Rewrite every one of the items below, changing "on a single line" to "on one line" and keeping everything else the same. Leave the pictures out of your answer.

--- Record excerpts ---

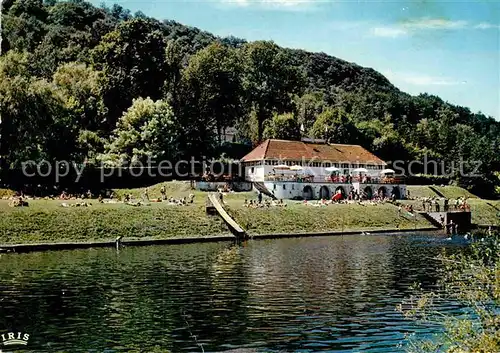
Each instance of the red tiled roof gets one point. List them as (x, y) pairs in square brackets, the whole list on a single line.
[(298, 150)]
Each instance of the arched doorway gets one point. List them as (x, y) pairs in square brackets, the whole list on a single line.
[(307, 193), (368, 193), (396, 191), (382, 192), (324, 193)]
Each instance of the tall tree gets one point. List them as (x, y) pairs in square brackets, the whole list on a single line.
[(270, 80), (81, 91)]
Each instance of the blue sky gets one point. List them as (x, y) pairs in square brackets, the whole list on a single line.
[(447, 48)]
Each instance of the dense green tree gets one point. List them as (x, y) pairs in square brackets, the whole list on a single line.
[(335, 126), (35, 123), (270, 80)]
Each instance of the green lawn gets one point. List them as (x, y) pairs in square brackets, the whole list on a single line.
[(47, 221), (449, 191)]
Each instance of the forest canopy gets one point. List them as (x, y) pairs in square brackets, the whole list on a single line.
[(92, 84)]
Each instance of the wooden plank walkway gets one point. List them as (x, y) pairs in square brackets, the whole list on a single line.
[(235, 227)]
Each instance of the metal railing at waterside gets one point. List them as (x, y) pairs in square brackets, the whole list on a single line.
[(335, 179)]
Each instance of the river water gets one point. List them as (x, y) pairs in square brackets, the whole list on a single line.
[(322, 294)]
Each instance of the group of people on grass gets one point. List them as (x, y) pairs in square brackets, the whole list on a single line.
[(433, 204), (263, 204)]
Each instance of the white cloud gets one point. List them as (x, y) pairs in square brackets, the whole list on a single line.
[(421, 79), (388, 32)]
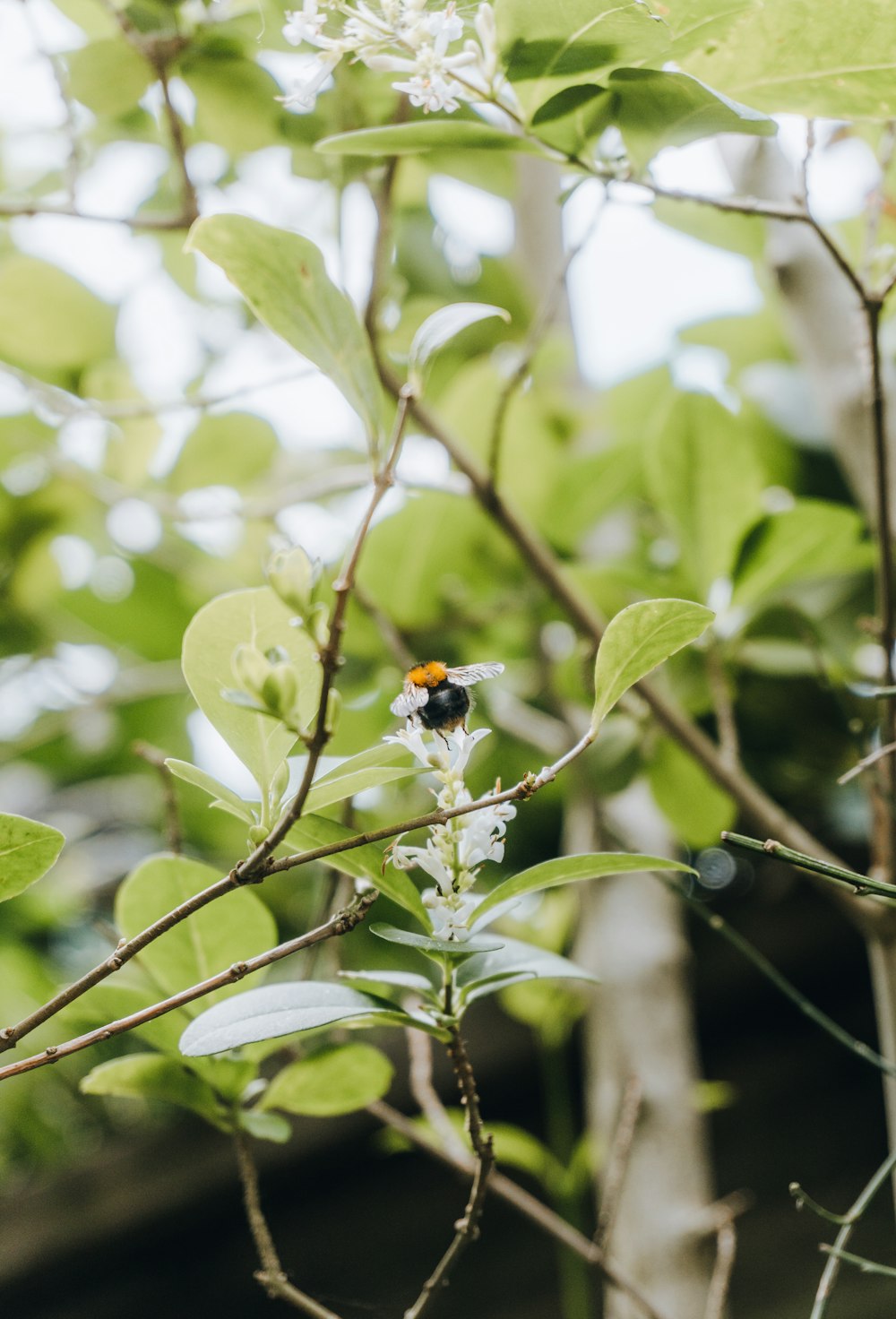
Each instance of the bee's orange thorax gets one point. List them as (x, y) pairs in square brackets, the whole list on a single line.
[(427, 674)]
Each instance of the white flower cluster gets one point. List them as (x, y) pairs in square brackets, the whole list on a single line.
[(454, 851), (404, 37)]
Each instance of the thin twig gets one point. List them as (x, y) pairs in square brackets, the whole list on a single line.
[(859, 884), (420, 1053), (765, 969), (530, 1206), (338, 925), (468, 1226), (128, 949), (157, 759), (271, 1274), (858, 1209), (616, 1164)]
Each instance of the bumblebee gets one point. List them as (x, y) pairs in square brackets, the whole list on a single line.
[(437, 696)]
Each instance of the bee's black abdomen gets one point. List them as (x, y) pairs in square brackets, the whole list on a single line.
[(446, 707)]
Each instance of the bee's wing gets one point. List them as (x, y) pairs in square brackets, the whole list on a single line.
[(412, 698), (471, 673)]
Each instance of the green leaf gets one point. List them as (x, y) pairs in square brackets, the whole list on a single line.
[(362, 863), (156, 1076), (237, 102), (289, 1008), (550, 47), (58, 323), (656, 108), (231, 929), (284, 280), (433, 947), (838, 61), (232, 449), (426, 134), (254, 617), (572, 869), (703, 474), (688, 797), (487, 972), (444, 324), (108, 77), (811, 539), (636, 640), (222, 794), (27, 852), (368, 769), (264, 1126), (335, 1081)]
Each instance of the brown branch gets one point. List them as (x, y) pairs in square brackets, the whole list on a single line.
[(338, 925), (271, 1274), (468, 1226), (156, 757), (128, 949), (530, 1206), (630, 1109)]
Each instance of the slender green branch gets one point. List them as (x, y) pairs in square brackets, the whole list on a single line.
[(338, 925), (783, 984), (271, 1274), (859, 884), (856, 1212), (885, 1271)]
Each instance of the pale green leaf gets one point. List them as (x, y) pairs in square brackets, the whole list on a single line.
[(254, 617), (837, 61), (636, 640), (487, 972), (58, 324), (334, 1081), (231, 449), (421, 136), (363, 863), (108, 77), (572, 869), (156, 1076), (27, 852), (430, 946), (702, 472), (234, 927), (287, 1009), (444, 324), (284, 280), (368, 769), (811, 539)]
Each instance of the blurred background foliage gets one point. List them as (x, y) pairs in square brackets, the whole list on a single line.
[(142, 478)]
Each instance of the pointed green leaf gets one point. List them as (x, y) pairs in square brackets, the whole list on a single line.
[(334, 1081), (228, 930), (838, 61), (254, 617), (284, 280), (222, 796), (363, 863), (639, 639), (371, 768), (156, 1076), (488, 972), (27, 852), (811, 539), (425, 134), (287, 1009), (570, 869), (435, 947)]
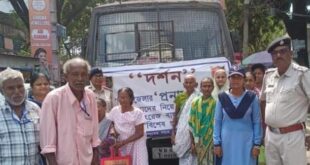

---

◆ **Solution for this exercise**:
Each instance of the red tiled roof gets one point. List them as (x, y) pairs in square brackets, the whole list on one line.
[(298, 150)]
Each instance of the arched doorway gets one point. List them as (x, y) pairs in square brackets, the whole list on one line.
[(307, 193), (368, 193), (396, 191), (382, 192), (324, 193)]
Each instance of the tall tree gets one point. List them as (x, y) pairs in square brackets, the whole list on one line.
[(270, 80), (81, 91)]
Each instance of the blue sky gets one point. List them as (x, y) pairs in square brackets, the whole list on one line.
[(447, 48)]
Each instance of the dense green tree gets one point. List them as (x, y) pairs in square brackets, the whole list on one line.
[(335, 126), (35, 123), (270, 80)]
Each instance of the green lawn gets one point. List them as (x, y) pairs in square brackets, the whole list on one line.
[(47, 221), (449, 191)]
Each instance of the forest canopy gets one point. List them as (x, y) pairs in square brackets, the whole list on one line.
[(92, 84)]
Each instance of the wooden plank walkway gets one point. List them as (x, y) pairs in square brackets, the whole list on one line.
[(235, 227)]
Each instance of the metal railing at waterside gets one point. List them as (x, y) pairs in square brackets, the whole list on one line.
[(335, 179)]
Each instance of the river water gets one point. List them as (x, y) pairs in square brackets, the whole list on one line.
[(322, 294)]
Each instance of the group of people on grass gets one point. List them as (x, y) pairs in square brackets, the whole list on one line.
[(433, 204), (263, 204)]
Each instance of the white cloud gets one point. List them as (x, y) pairs in square brackets, the whole list on one line.
[(421, 79), (388, 32)]
Each instance of the bee's orange thorax gets one point. List them as (x, y) pairs in square brackets, the whole list on one line.
[(427, 674)]
Each instance of the white flower cluster gets one point. List them as (x, y) pairs in square brackets, the whole list on one line.
[(454, 851), (404, 37)]
Each instance of the thin twig gets one point. List them as (x, y) pairs in square brackets, the whole list on one line.
[(859, 884), (420, 1053), (765, 969), (530, 1206), (338, 925), (468, 1226), (128, 949), (157, 759), (271, 1274), (858, 1209), (616, 1164)]
Each instance of the bumblebee gets one point. List them as (x, y) pairs in square brackets, the whole list on one line.
[(437, 696)]
Each instance of the bee's black abdomen gets one point. List them as (x, y) pairs in square brackets, the whole list on one line.
[(446, 707)]
Each instance of the bee's wing gets one point. List them as (x, y) pairs in square brackets, the whole list on one line.
[(412, 698), (471, 673)]
Each instance of the green leaf gets one point. List them as (x, y) pairs in square brackets, the whole list on one line.
[(362, 863), (156, 1076), (237, 102), (289, 1008), (550, 47), (58, 323), (656, 108), (231, 929), (284, 280), (433, 947), (838, 61), (232, 449), (426, 134), (254, 617), (572, 869), (703, 474), (688, 797), (487, 972), (444, 324), (108, 77), (811, 539), (636, 640), (222, 794), (27, 852), (368, 769), (264, 1126), (335, 1081)]
Each instance of the brown branch gets one point. List them as (x, y) pairs in square brackets, the whole list on one line.
[(338, 925), (271, 1274), (468, 1226), (156, 757), (128, 949), (530, 1206), (630, 1109)]
Each instance of the slender green branch gets one point. List them as (x, y) pairs in square brackets, the whole list on one line.
[(338, 925), (783, 984), (271, 1274), (859, 884), (856, 1212), (885, 1271)]
Each instance of the pale green leaf gets one point. List them as (x, y) pairs in square brackets, the whole list on one line.
[(254, 617), (837, 61), (636, 640), (487, 972), (58, 324), (334, 1081), (231, 449), (421, 136), (363, 863), (108, 77), (572, 869), (156, 1076), (27, 852), (430, 946), (702, 472), (234, 927), (287, 1009), (444, 324), (284, 280), (368, 769), (811, 539)]
Each instance of the blurred background foliage gets one point. List them as (x, y) pairs in square brackets, the whole list on one line.
[(142, 478)]
Each instance of the pointed green leaf gets one point. List them as (x, y) pairs in square brackets, the whole list on one line.
[(334, 1081), (228, 930), (838, 61), (254, 617), (284, 280), (222, 796), (363, 863), (639, 639), (371, 768), (156, 1076), (488, 972), (27, 852), (811, 539), (425, 134), (287, 1009), (570, 869), (435, 947)]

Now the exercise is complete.